[Pointing and labeling entries]
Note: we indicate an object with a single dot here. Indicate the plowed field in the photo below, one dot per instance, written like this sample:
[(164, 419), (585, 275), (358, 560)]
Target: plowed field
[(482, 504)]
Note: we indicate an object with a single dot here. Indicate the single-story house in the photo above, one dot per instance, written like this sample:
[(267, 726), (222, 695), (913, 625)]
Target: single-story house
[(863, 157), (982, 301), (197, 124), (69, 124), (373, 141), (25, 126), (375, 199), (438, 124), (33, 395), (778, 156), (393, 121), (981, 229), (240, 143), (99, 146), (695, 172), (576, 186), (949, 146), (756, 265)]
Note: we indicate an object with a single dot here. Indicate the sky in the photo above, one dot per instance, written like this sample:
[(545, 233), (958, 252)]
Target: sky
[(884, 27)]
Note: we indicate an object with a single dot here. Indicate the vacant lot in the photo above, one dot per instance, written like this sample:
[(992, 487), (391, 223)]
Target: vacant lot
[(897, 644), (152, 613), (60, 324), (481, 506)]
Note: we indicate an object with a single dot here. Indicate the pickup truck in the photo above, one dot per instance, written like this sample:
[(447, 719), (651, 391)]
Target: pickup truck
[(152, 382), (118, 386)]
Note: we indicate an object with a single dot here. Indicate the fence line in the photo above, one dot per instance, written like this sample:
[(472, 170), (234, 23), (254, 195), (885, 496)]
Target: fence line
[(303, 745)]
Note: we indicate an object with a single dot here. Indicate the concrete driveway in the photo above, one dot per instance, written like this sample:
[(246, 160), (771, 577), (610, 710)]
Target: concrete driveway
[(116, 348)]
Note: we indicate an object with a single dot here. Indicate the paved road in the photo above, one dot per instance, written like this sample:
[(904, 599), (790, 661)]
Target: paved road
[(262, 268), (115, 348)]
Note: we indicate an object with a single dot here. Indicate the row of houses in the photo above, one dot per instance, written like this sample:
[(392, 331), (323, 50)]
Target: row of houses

**Written exercise:**
Please rewrite the material above, changing "one dot per instance" to "one point per instance" everywhere it appears and leaving everything else as it is.

**Output of the task:**
Note: we indicate an object with a single dot here. Indicate the plowed field in the photo below, one point per instance, written like this sample:
[(164, 419), (585, 275), (358, 560)]
Target: plowed field
[(482, 504)]
Note: we indicate an object with a single dot here. Indicate the single-story house in the photo above, one point per instance, written like this sample:
[(267, 726), (222, 695), (913, 625)]
Target: single-story house
[(863, 157), (982, 301), (197, 124), (69, 124), (373, 141), (25, 126), (375, 199), (438, 124), (33, 395), (778, 156), (393, 121), (981, 229), (240, 143), (99, 146), (695, 172), (576, 186), (949, 146), (756, 265)]
Note: we indicate an object with a single dot here. Indicate the sky in the photo above, one point per instance, written like this sample:
[(545, 233), (958, 252)]
Target: sky
[(884, 27)]
Note: we indicate an object with a single dot here. Indicate the vacant lot in the photo above, one point per instance, written like this sample:
[(992, 487), (391, 223)]
Target: vacant lot
[(897, 644), (152, 613), (60, 324), (481, 506)]
Note: we indicate an object with a single dot here. Indicate the pickup truck in the photo above, one point per instance, written like this sample:
[(447, 719), (651, 391)]
Target: pickup truck
[(152, 382), (118, 386)]
Note: we indicate an object with a single dot here. Indicate the fence line in the photo above, one point per instance, written like this sample:
[(472, 170), (234, 23), (254, 195), (885, 496)]
Target: fence line
[(303, 745)]
Note: we indicate an object with a single dot here. Indicate the concrete driveway in the photo above, one point per instance, written like this sample:
[(246, 160), (771, 577), (610, 710)]
Target: concrete driveway
[(116, 348)]
Note: we indicate an object with a single dot here. Indicate the paved road in the photo above, one point per instance, written like this sample:
[(904, 599), (790, 661)]
Target: paved road
[(262, 268), (115, 348)]
Note: we indicate an object with a single dot here. Indicate the row of houses in the photo above, one point per instance, written like this sample:
[(392, 331), (323, 50)]
Target: row of houses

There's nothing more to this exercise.